[Dataset entries]

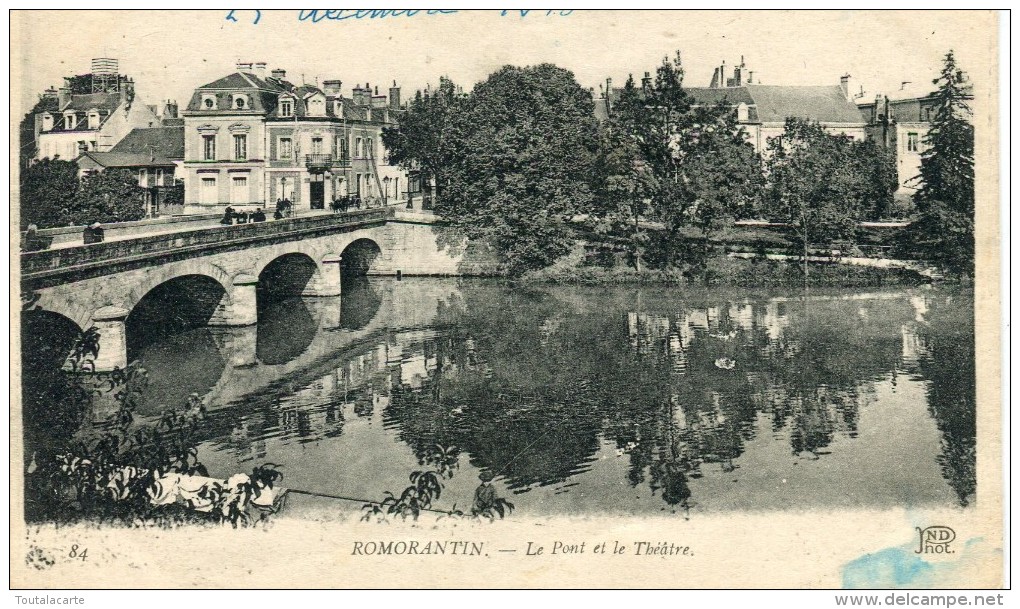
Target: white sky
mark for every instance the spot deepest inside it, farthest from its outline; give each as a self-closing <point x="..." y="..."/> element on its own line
<point x="169" y="53"/>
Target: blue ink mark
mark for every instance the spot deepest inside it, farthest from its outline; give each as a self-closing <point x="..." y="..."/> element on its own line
<point x="258" y="16"/>
<point x="523" y="13"/>
<point x="341" y="14"/>
<point x="894" y="567"/>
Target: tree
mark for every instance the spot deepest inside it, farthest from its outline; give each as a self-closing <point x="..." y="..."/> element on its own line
<point x="110" y="196"/>
<point x="701" y="169"/>
<point x="526" y="143"/>
<point x="421" y="140"/>
<point x="944" y="231"/>
<point x="48" y="192"/>
<point x="823" y="186"/>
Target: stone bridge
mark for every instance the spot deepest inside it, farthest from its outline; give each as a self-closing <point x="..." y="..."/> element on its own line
<point x="218" y="275"/>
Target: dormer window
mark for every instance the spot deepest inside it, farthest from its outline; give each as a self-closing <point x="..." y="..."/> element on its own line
<point x="316" y="106"/>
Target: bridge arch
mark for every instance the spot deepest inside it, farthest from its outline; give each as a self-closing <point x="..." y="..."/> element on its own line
<point x="177" y="305"/>
<point x="163" y="274"/>
<point x="285" y="275"/>
<point x="359" y="257"/>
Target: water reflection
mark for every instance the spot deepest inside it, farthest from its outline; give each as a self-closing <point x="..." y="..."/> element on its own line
<point x="613" y="400"/>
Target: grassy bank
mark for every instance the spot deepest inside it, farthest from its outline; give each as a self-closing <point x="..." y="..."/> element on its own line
<point x="732" y="271"/>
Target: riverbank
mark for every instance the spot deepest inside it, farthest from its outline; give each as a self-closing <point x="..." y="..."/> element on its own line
<point x="754" y="272"/>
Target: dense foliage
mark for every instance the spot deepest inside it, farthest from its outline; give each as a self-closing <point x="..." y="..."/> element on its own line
<point x="944" y="230"/>
<point x="52" y="195"/>
<point x="823" y="186"/>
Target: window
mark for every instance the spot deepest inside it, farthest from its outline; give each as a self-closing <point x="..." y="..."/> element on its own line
<point x="240" y="147"/>
<point x="209" y="195"/>
<point x="912" y="142"/>
<point x="239" y="189"/>
<point x="208" y="148"/>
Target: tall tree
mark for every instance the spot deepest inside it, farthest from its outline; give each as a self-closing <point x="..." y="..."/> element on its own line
<point x="701" y="169"/>
<point x="110" y="196"/>
<point x="527" y="144"/>
<point x="48" y="191"/>
<point x="944" y="231"/>
<point x="822" y="186"/>
<point x="422" y="139"/>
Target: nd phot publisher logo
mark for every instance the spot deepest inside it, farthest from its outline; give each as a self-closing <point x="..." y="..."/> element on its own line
<point x="934" y="540"/>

## GIVEN PROBLEM:
Return, verbatim, every line of the records from the line containing "Target: window" through the end of the records, inclusive.

## FINISHED ANSWER:
Target: window
mark for every instance the spot deepest inside it, farthest from its outline; give each as a self-closing <point x="..." y="..."/> element on its own line
<point x="240" y="147"/>
<point x="209" y="195"/>
<point x="912" y="142"/>
<point x="239" y="189"/>
<point x="208" y="148"/>
Target: tall tree
mark for every instance the spot deepest inside it, farthest from its outline; give each as a self-closing <point x="..." y="..."/> element on its own line
<point x="701" y="169"/>
<point x="110" y="196"/>
<point x="527" y="144"/>
<point x="48" y="191"/>
<point x="944" y="231"/>
<point x="822" y="186"/>
<point x="422" y="139"/>
Target: nd phot publisher logo
mark for every instance the spot deepest inside it, farthest from its outline; give each as a self-closing <point x="..." y="..."/> element on its own line
<point x="934" y="540"/>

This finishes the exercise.